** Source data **
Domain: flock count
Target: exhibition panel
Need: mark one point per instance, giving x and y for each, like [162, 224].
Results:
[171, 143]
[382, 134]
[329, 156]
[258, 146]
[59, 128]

** EXERCISE **
Return every line of the listing above without any changes.

** RESPONSE TO THIS EXERCISE **
Domain: flock count
Target: exhibition panel
Need: mark one point per instance, giving x and y for each, like [162, 224].
Results:
[171, 143]
[382, 134]
[329, 156]
[258, 146]
[59, 128]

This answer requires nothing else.